Source document ->
Credit:  By Gerard Wynn | Reuters | Dec 20, 2012 | www.reuters.com ~~

Increasing German renewable power is under-cutting wholesale electricity prices across its borders, which may harm energy investments in neighbouring countries.

The overall picture is of widening impacts on grids across central Europe from the ramp up in German renewables.

German solar power generation was up 47 percent in the first half of 2012 compared with the same period last year, and wind power generation up 21 percent, data from the Fraunhofer Institute show.

One impact from rising intermittent German wind power generation in the north of the country is of electricity spilling into neighbouring networks en route back into southern Germany or Austria, called loop flows.

Another is of rising exports of cheaper, intermittent power, undercutting the economics of baseload power in Germany’s neighbours.

Exports of German power to the Czech Republic, for example, are up four-fold in the first 10 months of the year compared with the same period in 2010.

A group of four east European grid operators, from the Czech Republic, Hungary, Poland and Slovakia, has argued to split the Germany-Austria bidding zone, limiting the geographical area across which bidders can purchase wholesale power directly at the same price.

Their stated aim is to tackle loop flows, which they complain are using up grid capacity and destabilising networks.

But another effect would be to reduce competition with cheap, volatile wind power, for example for Czech exports of nuclear power to Austria.

Germany prefers to upgrade its internal grid, which should reduce loop flows.: Chancellor Angela Merkel’s cabinet on Wednesday agreed to accelerate such upgrades.

The disagreement is evidence of widening impacts from Germany’s decision to shift from nuclear into renewable power.


Chart 1: link.reuters.com/bav74t



At present, bidding areas in European energy markets are largely divided along national borders with exceptions, for example, where Germany and Austria are a single zone. By contrast Italy, Sweden and Norway are fragmented.

Germany and its east European neighbours differ on how to deal with loop flows.

A report prepared for the German grid regulator Bundesnetzagentur last year argued loop flows were a result of a shift towards European Union market integration.

Provided entries ->

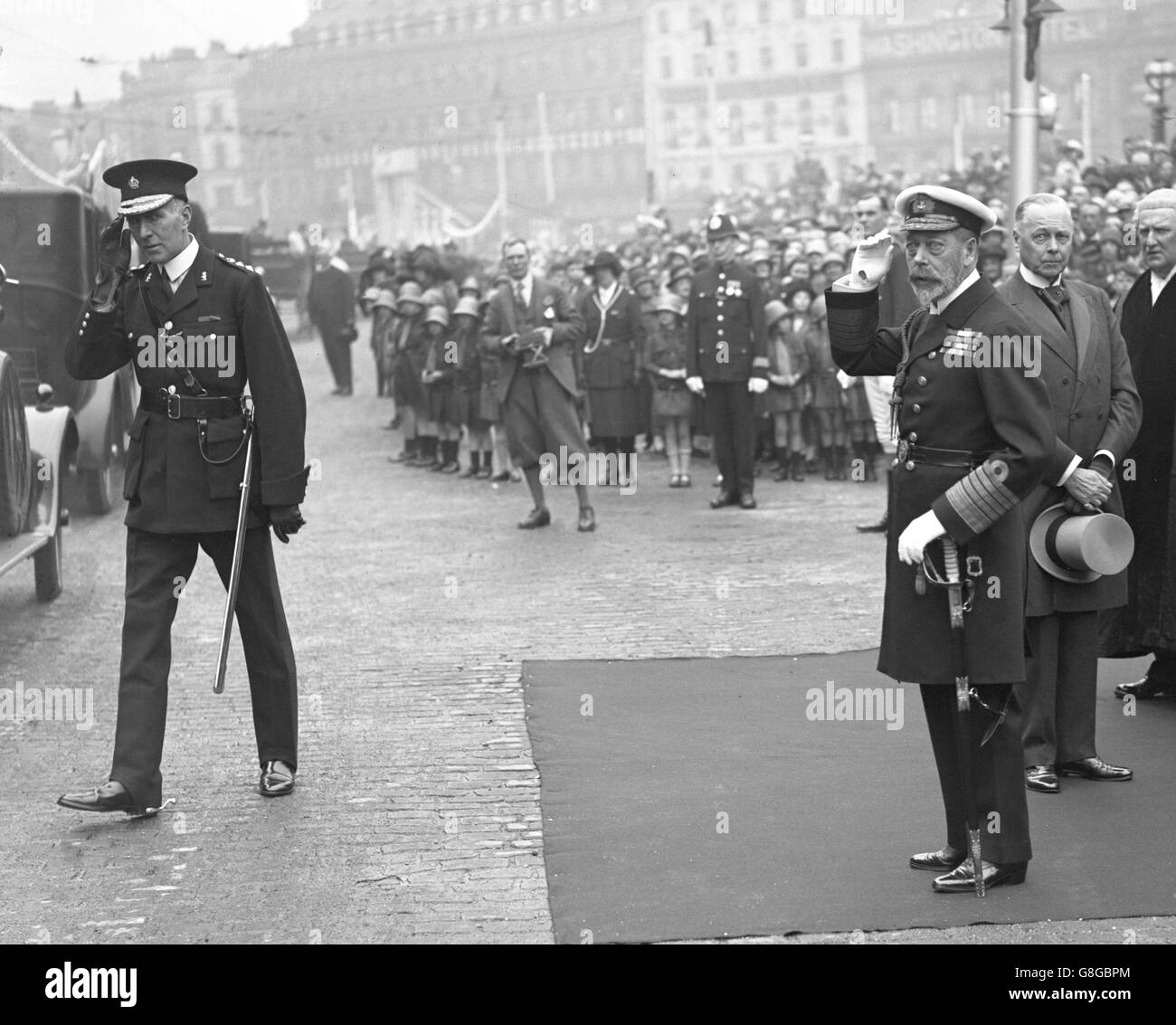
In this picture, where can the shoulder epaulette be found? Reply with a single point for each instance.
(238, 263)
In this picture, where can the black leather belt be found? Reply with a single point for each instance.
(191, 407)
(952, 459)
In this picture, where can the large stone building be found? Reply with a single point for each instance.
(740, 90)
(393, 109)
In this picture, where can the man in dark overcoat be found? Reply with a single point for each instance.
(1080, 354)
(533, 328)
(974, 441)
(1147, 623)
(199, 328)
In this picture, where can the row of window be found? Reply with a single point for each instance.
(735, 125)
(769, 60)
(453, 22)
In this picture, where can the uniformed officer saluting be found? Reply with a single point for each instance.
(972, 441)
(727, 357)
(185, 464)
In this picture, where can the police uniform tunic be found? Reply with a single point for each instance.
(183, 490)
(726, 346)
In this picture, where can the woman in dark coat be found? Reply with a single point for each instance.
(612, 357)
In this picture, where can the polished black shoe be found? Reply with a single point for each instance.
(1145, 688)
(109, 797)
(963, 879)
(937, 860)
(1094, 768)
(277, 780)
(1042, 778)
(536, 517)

* * *

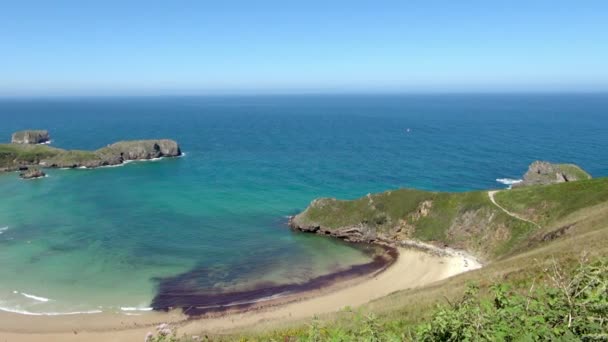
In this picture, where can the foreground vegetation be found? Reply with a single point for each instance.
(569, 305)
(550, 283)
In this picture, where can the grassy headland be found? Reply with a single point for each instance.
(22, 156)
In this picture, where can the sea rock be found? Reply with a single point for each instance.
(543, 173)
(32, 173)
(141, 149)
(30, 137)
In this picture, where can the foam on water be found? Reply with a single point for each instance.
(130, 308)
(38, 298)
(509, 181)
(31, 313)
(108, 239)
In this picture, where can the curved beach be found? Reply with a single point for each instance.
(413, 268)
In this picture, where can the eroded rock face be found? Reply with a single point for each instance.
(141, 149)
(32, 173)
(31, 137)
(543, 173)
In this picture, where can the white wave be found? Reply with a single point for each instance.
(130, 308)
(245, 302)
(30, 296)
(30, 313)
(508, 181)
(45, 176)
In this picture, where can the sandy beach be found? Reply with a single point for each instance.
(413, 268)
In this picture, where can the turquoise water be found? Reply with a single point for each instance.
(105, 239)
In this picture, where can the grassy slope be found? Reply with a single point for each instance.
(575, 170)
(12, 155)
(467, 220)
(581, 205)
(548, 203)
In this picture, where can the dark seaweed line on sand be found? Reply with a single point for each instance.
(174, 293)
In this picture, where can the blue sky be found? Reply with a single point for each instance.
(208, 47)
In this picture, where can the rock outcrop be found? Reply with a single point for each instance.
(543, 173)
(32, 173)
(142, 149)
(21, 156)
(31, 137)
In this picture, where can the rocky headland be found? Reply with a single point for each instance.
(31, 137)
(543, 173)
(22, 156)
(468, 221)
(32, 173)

Your tasks ->
#1 Gather every line of the listing that contains the word "grassy", copying each line in full. Case counts.
#2 Please carry on the article about German renewable power from the point where it stops.

Outputs by task ->
#1
In this picture, where can the grassy headland be found? Reply with a single point for each instance.
In this picture, where can the grassy slope be found? Reply with a single point for each instance.

#2
“Loop flows are technically inevitable, they occur irrespectively of the existence of congestion, and they need to be accepted according to EU law. Consequently, the occurrence of loop flows does not constitute a reason for altering the size of bidding areas,” said the report – “Relevance of established bidding areas” – prepared by Frontier Economics and Consentec.

Central and east European grid operators disagreed in a report of their own, “Bidding zones definition”, in March.

“We strongly believe that fundamental corrections in the definition of bidding zones should be introduced as soon as possible in order to improve the efficiency of coordinated capacity calculation and allocations, as well as to avoid the further escalation of insecure grid operation in the CEE region,” the grid operators said.

The report illustrated the difference between scheduled and physical electricity flows across German borders.

The idea is that smaller bidding zones will bring sources of supply and demand closer, avoiding unplanned routes.

The discussion of loop flows hides another, potentially more political issue, however, regarding the trade impact of rising German wind power.

For Germany, exporting wind power via large bidding zones and closer market integration will help the country manage its increasingly intermittent generation.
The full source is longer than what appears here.